Region outline entries:
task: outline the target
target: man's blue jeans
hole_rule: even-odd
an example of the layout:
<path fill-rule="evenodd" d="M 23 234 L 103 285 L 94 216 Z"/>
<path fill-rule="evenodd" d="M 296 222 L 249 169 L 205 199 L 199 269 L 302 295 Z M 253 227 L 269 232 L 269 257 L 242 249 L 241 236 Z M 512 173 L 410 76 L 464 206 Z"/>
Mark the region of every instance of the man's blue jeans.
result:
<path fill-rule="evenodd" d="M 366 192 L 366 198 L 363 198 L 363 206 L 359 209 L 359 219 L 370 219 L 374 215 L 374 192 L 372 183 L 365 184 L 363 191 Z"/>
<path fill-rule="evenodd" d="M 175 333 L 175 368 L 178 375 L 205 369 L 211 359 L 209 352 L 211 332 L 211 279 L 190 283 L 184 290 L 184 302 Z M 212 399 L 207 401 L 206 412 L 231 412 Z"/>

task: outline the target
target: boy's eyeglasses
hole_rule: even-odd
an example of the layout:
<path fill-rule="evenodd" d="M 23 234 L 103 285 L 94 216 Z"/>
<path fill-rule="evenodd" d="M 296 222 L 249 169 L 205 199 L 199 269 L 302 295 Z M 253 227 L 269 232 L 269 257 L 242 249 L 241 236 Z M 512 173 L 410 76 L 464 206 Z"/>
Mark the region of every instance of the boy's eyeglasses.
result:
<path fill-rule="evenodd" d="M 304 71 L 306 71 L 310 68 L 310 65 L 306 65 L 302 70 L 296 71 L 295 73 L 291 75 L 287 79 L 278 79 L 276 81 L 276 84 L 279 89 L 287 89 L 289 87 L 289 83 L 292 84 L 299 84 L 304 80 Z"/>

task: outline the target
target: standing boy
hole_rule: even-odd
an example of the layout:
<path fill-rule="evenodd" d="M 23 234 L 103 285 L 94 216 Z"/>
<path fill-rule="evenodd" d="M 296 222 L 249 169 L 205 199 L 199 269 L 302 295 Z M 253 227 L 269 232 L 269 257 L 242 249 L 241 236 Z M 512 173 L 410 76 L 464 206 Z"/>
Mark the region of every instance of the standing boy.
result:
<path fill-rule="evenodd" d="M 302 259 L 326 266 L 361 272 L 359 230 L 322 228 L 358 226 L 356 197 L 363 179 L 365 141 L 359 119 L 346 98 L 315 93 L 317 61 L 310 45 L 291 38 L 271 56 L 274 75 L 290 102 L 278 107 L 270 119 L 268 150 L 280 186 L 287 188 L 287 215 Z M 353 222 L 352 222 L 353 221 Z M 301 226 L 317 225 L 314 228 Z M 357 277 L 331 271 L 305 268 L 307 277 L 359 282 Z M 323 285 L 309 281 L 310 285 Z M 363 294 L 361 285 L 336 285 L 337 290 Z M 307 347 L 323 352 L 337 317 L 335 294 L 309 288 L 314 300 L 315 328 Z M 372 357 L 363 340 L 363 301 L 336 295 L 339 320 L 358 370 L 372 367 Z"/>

Problem statement: Copy every line of the material above word for word, without changing anything.

Solution for this exercise:
task: outline the target
target: man's blue jeans
hole_rule: even-odd
an example of the layout:
<path fill-rule="evenodd" d="M 23 234 L 103 285 L 94 216 Z"/>
<path fill-rule="evenodd" d="M 296 222 L 249 169 L 205 199 L 199 269 L 302 295 Z M 253 227 L 269 232 L 269 257 L 242 249 L 241 236 Z M 512 173 L 410 76 L 464 206 Z"/>
Mark the region of every instance of the man's blue jeans.
result:
<path fill-rule="evenodd" d="M 366 192 L 366 198 L 363 198 L 363 206 L 359 209 L 359 219 L 370 219 L 374 215 L 374 192 L 372 183 L 365 184 L 363 191 Z"/>
<path fill-rule="evenodd" d="M 175 333 L 175 368 L 178 375 L 205 369 L 211 359 L 209 352 L 211 332 L 211 279 L 190 283 L 184 290 L 184 302 Z M 212 399 L 207 401 L 206 412 L 231 412 Z"/>

task: outline the target
target: boy's eyeglasses
hole_rule: even-odd
an example of the layout:
<path fill-rule="evenodd" d="M 23 234 L 103 285 L 94 216 Z"/>
<path fill-rule="evenodd" d="M 296 222 L 249 169 L 205 199 L 199 269 L 302 295 Z M 253 227 L 269 232 L 269 257 L 242 249 L 241 236 Z M 512 173 L 410 76 L 464 206 Z"/>
Mark the region of every instance of the boy's eyeglasses.
result:
<path fill-rule="evenodd" d="M 304 71 L 306 71 L 310 68 L 310 65 L 306 65 L 302 70 L 296 71 L 295 73 L 291 75 L 287 79 L 278 79 L 276 81 L 276 84 L 279 89 L 287 89 L 289 87 L 289 83 L 292 84 L 299 84 L 304 80 Z"/>

task: outline the target
target: standing boy
hole_rule: even-odd
an example of the layout:
<path fill-rule="evenodd" d="M 23 234 L 103 285 L 94 216 Z"/>
<path fill-rule="evenodd" d="M 296 222 L 249 169 L 205 199 L 199 269 L 302 295 Z M 253 227 L 269 232 L 269 257 L 242 249 L 241 236 Z M 512 173 L 410 76 L 464 206 Z"/>
Mark the region of every instance of the standing boy.
result:
<path fill-rule="evenodd" d="M 302 259 L 326 266 L 361 272 L 359 230 L 322 228 L 358 226 L 356 197 L 363 179 L 365 141 L 359 119 L 346 98 L 315 93 L 317 61 L 310 45 L 291 38 L 271 56 L 274 75 L 290 102 L 278 107 L 270 119 L 268 150 L 280 186 L 287 188 L 287 215 Z M 353 222 L 352 222 L 353 221 Z M 301 226 L 317 225 L 314 228 Z M 357 277 L 331 271 L 305 268 L 307 277 L 359 282 Z M 323 285 L 309 281 L 310 285 Z M 363 294 L 361 285 L 336 285 L 337 290 Z M 307 347 L 323 352 L 337 317 L 335 294 L 309 288 L 314 300 L 315 328 Z M 372 357 L 363 340 L 363 301 L 336 295 L 339 320 L 358 370 L 372 367 Z"/>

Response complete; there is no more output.